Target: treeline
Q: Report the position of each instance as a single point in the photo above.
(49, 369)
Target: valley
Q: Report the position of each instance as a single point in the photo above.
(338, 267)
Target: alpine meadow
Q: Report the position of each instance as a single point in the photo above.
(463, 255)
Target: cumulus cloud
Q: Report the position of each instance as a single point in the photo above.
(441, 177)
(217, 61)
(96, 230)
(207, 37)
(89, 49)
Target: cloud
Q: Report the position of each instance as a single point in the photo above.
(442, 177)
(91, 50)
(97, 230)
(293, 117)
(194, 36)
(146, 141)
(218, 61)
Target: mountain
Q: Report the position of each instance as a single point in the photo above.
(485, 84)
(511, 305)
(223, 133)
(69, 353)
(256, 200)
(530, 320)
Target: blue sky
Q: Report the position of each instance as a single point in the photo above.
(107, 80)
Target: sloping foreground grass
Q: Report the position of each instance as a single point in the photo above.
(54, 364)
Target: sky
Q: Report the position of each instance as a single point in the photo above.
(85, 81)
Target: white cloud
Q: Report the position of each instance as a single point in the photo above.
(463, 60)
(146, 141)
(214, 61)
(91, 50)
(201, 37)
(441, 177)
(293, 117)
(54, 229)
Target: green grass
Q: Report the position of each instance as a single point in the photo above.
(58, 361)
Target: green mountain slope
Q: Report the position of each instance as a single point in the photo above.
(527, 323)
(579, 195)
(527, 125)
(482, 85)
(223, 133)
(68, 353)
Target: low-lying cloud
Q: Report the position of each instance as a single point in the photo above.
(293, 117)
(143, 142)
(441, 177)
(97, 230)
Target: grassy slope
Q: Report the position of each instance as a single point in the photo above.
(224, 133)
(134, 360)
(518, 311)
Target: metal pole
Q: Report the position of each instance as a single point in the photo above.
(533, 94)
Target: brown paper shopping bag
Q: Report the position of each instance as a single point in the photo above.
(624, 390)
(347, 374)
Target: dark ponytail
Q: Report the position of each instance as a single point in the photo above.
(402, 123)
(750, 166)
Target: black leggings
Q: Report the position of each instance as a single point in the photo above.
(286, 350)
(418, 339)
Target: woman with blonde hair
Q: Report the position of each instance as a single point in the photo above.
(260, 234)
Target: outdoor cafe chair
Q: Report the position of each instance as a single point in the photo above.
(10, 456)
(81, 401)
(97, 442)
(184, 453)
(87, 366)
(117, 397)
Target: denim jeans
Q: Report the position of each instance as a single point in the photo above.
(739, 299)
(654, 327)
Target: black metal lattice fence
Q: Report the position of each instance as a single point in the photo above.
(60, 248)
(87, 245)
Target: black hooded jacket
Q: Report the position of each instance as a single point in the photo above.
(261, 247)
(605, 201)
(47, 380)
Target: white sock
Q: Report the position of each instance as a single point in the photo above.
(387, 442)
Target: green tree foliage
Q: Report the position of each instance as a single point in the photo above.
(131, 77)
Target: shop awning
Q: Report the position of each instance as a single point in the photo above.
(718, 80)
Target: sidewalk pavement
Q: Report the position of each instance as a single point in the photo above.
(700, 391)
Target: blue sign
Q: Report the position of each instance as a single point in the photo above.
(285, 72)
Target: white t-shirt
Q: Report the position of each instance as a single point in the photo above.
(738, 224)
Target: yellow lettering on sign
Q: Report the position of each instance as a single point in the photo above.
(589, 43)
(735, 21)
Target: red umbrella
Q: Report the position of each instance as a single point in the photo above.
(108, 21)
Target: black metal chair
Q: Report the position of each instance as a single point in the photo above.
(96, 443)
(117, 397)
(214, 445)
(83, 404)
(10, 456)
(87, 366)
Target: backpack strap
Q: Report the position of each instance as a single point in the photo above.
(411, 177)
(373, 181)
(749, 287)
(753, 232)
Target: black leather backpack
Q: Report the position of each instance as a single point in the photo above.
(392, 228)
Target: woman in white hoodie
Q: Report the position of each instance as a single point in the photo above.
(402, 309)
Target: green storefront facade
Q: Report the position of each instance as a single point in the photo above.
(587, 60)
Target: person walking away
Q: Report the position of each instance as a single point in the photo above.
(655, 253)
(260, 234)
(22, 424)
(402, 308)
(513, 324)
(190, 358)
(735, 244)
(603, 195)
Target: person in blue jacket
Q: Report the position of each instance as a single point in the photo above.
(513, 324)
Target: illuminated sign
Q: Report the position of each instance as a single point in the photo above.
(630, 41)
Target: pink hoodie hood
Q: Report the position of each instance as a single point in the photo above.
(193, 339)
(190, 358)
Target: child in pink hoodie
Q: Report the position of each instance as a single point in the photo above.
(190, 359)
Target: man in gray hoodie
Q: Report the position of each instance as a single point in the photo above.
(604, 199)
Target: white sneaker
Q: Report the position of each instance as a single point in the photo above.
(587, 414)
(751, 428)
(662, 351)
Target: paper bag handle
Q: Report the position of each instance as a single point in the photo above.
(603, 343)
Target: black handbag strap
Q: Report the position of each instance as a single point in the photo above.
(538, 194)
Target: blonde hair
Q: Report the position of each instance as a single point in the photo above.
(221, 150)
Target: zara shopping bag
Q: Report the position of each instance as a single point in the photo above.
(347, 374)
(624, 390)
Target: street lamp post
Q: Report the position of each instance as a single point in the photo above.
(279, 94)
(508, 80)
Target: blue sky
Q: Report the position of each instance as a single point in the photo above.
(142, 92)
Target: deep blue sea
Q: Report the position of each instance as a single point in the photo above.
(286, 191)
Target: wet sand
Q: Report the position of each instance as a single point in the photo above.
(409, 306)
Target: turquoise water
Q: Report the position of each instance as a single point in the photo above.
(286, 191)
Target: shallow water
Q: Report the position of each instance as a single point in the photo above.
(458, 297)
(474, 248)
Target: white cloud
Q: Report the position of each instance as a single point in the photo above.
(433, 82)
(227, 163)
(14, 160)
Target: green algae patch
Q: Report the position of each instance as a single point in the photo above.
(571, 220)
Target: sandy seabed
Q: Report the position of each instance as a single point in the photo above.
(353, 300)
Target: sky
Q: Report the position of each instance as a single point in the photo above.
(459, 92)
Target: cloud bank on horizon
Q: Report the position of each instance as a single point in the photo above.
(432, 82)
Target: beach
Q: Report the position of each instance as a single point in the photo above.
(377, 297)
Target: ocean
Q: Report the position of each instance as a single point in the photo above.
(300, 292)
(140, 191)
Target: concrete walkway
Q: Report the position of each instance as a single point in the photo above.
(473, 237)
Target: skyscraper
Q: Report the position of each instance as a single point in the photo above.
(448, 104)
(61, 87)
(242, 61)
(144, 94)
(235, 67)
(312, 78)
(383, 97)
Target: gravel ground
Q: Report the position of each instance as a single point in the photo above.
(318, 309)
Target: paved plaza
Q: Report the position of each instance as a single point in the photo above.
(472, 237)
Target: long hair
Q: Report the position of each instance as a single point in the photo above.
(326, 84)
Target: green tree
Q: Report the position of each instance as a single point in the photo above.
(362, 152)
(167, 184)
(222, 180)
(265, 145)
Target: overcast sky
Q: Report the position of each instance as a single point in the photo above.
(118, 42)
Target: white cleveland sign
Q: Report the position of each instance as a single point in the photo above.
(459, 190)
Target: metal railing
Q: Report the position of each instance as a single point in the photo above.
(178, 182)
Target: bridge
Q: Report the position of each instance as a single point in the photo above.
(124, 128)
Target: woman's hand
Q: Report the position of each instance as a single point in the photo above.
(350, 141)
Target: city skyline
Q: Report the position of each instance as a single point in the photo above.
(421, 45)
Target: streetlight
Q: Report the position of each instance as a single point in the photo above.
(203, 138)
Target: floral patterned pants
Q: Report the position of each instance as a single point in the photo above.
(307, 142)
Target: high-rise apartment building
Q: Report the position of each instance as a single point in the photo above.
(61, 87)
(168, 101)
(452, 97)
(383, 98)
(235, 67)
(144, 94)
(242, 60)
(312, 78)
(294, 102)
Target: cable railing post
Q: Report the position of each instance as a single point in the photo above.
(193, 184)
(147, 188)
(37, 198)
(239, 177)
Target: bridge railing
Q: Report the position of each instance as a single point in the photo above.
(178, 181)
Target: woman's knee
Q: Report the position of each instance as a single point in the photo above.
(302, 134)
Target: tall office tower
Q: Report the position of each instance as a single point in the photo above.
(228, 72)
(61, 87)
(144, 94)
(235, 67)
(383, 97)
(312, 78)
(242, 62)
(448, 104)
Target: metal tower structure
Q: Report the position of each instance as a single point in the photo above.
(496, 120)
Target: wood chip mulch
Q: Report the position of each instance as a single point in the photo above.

——

Your objective: From the entries above, list each line with "paper" in it.

Response to the exercise:
Target: brown paper shopping bag
Target: paper bag handle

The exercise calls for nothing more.